## To do
Write out the lines word for word, starting at the first line below and ending at the line that contains "point(351, 171)", with both of those lines included.

## Supplied entries
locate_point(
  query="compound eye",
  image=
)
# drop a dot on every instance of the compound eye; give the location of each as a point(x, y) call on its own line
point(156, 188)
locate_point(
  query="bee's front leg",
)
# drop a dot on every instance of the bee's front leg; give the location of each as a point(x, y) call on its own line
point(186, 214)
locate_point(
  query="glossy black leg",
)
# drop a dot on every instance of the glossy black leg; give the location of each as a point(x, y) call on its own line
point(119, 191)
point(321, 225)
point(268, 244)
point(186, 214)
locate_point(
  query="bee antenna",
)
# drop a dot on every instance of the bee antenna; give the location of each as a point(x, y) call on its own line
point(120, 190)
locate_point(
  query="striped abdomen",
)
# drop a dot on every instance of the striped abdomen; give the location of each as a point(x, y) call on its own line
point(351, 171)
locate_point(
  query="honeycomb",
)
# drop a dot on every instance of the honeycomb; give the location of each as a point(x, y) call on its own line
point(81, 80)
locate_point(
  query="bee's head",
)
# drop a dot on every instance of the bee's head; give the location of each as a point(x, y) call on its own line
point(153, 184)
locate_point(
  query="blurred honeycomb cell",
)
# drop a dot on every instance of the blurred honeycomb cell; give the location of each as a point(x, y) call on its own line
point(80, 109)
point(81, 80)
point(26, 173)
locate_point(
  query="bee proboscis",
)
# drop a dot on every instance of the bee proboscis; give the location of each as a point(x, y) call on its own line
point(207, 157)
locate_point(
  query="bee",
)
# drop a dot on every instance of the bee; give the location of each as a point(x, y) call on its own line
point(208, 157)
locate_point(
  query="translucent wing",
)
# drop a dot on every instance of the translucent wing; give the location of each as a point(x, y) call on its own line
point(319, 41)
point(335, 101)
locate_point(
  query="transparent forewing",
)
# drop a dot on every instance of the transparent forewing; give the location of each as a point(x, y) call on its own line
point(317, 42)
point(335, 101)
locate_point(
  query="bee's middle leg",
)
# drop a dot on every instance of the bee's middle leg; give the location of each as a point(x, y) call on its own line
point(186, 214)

## Complete response
locate_point(
  query="compound eye",
  image=
)
# drop a dot on every instance of the compound eye; give the location of each as a point(x, y) call on its own line
point(156, 188)
locate_point(
  query="bee's front leg",
)
# drop a dot on every instance of the bee's front leg; give the location of each as a point(x, y) call on its own line
point(186, 214)
locate_point(
  query="glossy black leg",
)
# drop a dot on every instance of the glossy black leg; give the location of each as a point(x, y) call on its own line
point(119, 191)
point(321, 225)
point(268, 244)
point(186, 214)
locate_point(
  query="bee antenna",
)
# drop a dot on every instance of the bee antenna; give the location of each as a point(x, y) call on its own line
point(120, 190)
locate_point(
  query="striped abdomen",
)
# drop a dot on every instance of the striped abdomen; give the location of each as a point(x, y) call on its own line
point(351, 171)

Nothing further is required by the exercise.